### Given task
Starting at the line below that contains "For the benchmark, mark every instance of the turtle head", print each line through the end of the records exactly as it appears.

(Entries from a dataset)
__________
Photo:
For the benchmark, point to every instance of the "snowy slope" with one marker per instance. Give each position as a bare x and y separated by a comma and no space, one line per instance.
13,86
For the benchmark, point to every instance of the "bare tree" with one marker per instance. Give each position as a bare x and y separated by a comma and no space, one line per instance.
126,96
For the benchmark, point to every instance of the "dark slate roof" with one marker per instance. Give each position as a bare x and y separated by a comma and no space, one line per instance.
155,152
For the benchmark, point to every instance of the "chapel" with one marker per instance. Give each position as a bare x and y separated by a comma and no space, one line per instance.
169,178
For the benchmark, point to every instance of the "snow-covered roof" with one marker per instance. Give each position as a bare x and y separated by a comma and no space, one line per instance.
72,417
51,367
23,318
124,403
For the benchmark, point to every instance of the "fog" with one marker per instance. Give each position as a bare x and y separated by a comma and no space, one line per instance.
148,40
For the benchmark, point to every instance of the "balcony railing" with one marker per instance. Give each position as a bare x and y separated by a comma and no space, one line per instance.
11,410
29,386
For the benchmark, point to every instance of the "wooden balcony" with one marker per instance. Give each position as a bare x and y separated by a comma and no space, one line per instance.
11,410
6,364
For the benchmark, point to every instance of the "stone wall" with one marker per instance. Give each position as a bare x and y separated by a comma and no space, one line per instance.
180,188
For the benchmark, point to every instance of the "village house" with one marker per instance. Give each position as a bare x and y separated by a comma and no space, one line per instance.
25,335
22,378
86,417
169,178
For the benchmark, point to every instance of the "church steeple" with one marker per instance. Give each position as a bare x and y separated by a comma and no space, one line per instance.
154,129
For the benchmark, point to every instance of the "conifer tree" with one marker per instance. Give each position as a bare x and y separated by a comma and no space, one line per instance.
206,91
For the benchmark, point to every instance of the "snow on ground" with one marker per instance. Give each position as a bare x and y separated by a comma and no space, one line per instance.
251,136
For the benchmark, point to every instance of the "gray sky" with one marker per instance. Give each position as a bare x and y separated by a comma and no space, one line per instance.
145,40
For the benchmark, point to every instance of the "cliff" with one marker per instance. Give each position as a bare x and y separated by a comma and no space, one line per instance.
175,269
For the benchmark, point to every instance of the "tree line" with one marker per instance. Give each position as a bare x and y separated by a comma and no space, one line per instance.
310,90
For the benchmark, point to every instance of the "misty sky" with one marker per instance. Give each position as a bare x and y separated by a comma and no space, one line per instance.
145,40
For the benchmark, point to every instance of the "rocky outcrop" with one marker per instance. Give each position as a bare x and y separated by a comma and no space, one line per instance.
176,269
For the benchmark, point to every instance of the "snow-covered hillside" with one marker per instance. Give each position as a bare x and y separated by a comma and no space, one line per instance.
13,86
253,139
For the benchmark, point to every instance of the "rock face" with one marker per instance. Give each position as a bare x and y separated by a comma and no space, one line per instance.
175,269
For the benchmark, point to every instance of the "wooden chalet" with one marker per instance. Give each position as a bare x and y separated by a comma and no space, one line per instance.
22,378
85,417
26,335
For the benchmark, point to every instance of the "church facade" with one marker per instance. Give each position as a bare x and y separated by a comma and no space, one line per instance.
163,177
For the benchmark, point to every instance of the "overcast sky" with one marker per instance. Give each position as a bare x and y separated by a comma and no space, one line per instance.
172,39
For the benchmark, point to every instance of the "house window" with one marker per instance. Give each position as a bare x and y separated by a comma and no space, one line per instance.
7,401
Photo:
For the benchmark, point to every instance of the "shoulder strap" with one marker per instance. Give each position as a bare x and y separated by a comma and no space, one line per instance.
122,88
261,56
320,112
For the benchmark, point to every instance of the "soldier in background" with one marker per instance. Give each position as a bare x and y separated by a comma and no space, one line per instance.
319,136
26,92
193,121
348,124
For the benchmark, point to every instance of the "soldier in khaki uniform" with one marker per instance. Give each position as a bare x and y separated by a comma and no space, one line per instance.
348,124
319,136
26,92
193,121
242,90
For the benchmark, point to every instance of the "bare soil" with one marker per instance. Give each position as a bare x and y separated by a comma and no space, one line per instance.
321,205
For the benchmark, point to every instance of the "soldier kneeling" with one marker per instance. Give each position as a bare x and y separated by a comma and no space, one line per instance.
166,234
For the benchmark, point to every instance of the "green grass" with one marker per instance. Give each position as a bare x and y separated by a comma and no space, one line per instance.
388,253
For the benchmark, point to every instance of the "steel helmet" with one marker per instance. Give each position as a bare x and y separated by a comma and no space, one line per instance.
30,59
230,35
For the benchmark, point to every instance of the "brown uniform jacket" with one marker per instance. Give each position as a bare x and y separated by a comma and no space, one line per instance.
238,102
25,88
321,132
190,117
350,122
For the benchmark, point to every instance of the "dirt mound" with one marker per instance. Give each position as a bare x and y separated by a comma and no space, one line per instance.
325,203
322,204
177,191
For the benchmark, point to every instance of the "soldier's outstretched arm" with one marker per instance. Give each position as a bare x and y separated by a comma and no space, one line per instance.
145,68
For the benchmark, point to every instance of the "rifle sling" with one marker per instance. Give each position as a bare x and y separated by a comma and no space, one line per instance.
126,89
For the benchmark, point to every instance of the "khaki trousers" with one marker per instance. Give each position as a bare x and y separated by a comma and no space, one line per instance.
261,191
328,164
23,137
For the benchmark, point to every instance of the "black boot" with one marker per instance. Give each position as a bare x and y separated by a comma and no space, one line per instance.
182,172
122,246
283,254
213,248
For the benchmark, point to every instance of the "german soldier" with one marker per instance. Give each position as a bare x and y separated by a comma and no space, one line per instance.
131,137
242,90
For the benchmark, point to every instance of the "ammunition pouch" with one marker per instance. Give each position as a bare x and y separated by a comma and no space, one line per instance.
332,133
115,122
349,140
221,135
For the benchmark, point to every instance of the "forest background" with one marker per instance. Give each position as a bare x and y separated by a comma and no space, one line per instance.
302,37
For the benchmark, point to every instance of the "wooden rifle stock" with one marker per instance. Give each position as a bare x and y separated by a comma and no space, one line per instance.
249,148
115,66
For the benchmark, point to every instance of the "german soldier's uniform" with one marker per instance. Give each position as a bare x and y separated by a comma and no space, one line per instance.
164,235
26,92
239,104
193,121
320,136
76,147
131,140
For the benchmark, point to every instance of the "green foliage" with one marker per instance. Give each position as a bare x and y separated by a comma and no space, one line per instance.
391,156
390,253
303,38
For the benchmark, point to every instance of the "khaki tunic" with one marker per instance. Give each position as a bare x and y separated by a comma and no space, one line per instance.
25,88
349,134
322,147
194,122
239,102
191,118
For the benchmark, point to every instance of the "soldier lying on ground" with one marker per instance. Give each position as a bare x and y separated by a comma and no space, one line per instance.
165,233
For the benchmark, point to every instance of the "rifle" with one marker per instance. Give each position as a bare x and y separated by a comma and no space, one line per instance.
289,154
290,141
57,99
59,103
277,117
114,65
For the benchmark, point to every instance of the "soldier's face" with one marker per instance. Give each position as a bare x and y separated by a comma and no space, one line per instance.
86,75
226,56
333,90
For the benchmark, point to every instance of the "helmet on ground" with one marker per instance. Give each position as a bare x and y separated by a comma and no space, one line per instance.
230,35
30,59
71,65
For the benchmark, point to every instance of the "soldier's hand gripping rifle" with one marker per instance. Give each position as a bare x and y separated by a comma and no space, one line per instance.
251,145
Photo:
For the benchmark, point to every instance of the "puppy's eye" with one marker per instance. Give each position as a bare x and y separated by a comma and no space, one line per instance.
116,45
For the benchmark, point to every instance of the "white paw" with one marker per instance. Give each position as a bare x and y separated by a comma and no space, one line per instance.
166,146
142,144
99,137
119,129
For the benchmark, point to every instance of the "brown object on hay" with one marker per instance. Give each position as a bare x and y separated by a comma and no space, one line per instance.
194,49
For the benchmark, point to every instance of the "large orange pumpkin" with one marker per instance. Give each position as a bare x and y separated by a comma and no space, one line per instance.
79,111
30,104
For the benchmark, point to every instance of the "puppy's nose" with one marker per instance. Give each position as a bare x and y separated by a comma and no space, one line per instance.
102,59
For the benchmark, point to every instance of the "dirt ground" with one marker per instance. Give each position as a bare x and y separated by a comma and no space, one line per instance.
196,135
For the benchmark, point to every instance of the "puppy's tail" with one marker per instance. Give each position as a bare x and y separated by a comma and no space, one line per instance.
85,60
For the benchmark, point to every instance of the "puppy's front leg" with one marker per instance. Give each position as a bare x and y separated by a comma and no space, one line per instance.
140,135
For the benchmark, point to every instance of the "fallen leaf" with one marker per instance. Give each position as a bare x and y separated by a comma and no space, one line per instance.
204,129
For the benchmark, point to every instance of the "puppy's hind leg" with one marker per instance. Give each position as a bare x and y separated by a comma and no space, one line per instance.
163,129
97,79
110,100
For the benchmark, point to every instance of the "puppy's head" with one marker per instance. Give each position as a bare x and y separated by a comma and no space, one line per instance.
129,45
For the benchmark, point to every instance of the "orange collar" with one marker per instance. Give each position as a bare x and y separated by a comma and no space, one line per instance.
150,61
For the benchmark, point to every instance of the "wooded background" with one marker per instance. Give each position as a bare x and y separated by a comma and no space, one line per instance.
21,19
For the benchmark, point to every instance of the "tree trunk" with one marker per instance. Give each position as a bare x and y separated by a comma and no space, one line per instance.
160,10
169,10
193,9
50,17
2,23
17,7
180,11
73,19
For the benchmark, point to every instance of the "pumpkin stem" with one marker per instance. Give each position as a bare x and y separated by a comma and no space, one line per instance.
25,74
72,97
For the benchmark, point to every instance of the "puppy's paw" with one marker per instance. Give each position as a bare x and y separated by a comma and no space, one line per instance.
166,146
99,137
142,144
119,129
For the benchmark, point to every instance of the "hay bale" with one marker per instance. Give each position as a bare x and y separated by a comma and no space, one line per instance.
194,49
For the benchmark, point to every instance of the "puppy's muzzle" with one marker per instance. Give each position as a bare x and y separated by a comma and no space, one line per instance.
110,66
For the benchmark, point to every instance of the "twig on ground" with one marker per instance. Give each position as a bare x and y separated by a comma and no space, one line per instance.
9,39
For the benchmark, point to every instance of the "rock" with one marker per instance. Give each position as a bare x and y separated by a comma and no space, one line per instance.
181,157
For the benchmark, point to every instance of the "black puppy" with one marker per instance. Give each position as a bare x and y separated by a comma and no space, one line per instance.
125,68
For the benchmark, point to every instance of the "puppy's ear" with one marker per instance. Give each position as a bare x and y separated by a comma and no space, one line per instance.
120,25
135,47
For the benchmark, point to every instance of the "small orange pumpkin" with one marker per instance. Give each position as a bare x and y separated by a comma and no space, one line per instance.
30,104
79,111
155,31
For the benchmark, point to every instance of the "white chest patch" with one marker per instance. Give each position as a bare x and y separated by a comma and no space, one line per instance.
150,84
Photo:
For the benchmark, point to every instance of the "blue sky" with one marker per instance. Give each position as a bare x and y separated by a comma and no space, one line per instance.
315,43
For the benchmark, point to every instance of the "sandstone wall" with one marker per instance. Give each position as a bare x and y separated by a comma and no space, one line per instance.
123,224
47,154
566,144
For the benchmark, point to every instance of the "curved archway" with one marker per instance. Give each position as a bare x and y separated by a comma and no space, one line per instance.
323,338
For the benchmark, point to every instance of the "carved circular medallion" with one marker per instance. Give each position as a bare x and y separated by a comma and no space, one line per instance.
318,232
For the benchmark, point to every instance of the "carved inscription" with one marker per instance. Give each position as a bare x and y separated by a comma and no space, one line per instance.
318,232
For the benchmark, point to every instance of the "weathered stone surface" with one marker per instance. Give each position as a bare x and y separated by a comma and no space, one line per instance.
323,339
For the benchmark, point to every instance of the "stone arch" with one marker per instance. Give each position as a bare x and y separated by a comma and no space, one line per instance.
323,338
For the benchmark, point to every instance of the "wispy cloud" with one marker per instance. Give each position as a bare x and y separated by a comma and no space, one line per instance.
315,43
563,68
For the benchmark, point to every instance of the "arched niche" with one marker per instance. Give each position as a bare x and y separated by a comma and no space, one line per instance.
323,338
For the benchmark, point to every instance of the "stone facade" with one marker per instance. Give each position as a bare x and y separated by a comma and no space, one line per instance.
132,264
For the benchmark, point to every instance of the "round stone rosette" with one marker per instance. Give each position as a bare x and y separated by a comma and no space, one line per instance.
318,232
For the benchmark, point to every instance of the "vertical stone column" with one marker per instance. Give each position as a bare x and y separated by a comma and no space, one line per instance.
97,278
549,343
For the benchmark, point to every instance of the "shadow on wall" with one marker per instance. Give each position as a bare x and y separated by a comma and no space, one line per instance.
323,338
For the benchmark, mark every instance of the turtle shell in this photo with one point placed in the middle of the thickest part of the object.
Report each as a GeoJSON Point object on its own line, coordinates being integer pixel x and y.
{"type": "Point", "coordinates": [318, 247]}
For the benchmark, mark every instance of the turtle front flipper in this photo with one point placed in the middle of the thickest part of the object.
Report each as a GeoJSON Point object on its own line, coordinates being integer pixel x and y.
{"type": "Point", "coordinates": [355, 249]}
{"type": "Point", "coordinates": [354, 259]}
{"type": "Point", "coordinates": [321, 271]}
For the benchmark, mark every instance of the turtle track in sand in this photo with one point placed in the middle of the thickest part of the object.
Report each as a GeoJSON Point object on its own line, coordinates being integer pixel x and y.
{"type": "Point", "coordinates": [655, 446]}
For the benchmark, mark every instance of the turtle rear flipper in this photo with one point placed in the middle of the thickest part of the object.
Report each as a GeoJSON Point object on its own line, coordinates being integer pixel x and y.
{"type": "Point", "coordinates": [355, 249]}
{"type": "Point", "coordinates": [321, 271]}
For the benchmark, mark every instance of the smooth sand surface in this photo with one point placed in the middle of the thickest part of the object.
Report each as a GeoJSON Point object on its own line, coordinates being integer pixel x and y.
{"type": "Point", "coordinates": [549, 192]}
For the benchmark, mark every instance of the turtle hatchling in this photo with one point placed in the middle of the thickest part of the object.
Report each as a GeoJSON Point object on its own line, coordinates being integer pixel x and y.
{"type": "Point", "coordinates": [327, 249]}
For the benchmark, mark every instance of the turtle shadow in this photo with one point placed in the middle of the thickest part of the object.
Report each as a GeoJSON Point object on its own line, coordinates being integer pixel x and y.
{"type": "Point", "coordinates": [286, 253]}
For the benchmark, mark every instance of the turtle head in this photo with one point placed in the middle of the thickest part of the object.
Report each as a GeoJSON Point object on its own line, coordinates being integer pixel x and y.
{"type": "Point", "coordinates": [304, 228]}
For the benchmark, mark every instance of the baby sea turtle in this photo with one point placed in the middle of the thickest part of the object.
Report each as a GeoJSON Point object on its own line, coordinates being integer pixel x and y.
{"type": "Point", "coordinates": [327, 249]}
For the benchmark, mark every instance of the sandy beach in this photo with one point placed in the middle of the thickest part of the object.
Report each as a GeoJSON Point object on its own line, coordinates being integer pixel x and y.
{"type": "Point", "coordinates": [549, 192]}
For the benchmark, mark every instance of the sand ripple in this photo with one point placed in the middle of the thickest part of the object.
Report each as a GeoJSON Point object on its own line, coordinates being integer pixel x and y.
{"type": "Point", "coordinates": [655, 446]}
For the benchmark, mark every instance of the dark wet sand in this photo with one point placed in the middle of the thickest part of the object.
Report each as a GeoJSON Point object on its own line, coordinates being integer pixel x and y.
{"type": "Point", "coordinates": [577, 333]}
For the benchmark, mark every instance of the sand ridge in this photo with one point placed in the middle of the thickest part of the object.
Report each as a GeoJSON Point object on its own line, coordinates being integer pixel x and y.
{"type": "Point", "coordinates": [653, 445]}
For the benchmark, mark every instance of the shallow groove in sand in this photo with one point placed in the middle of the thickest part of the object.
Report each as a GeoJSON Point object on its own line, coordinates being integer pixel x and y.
__________
### Finished exercise
For the benchmark, mark every instance of the turtle head in this photo with one point placed in the middle of the thickest part of the object.
Report each as a GeoJSON Point object on its own line, coordinates being integer pixel x and y.
{"type": "Point", "coordinates": [304, 228]}
For the benchmark, mark every instance of the baby sea turtle in this photo with one point placed in the middle of the thickest part of the object.
Report each as a GeoJSON Point object on its own line, coordinates being integer pixel x and y.
{"type": "Point", "coordinates": [327, 249]}
For the benchmark, mark every instance of the sandy beach in this photo with one point placed in the middle of the thickest part of the object.
Report each as a GeoJSON Point object on its own line, coordinates being integer pixel x and y.
{"type": "Point", "coordinates": [549, 192]}
For the benchmark, mark every instance of the sand ripple in this photo with one point placed in the middle of the thickest part of the object.
Report each as a GeoJSON Point object on its own line, coordinates being integer pixel x and y.
{"type": "Point", "coordinates": [655, 446]}
For the benchmark, mark every instance of the dark wet sand in this photo with one point placed in the middle of the thickest part of the object.
Report each as a GeoJSON Point object on its own line, coordinates being integer pixel x and y.
{"type": "Point", "coordinates": [577, 333]}
For the benchmark, mark every instance of the sand ridge in this photo with one point placed in the middle of the thickest part of the object.
Report each as a GeoJSON Point object on its own line, coordinates being integer pixel x and y.
{"type": "Point", "coordinates": [653, 445]}
For the benchmark, mark every instance of the shallow groove in sand in this photo with one point placed in the middle of the thickest part of the object.
Report each as a GeoJSON Point object on its own line, coordinates being integer pixel x and y.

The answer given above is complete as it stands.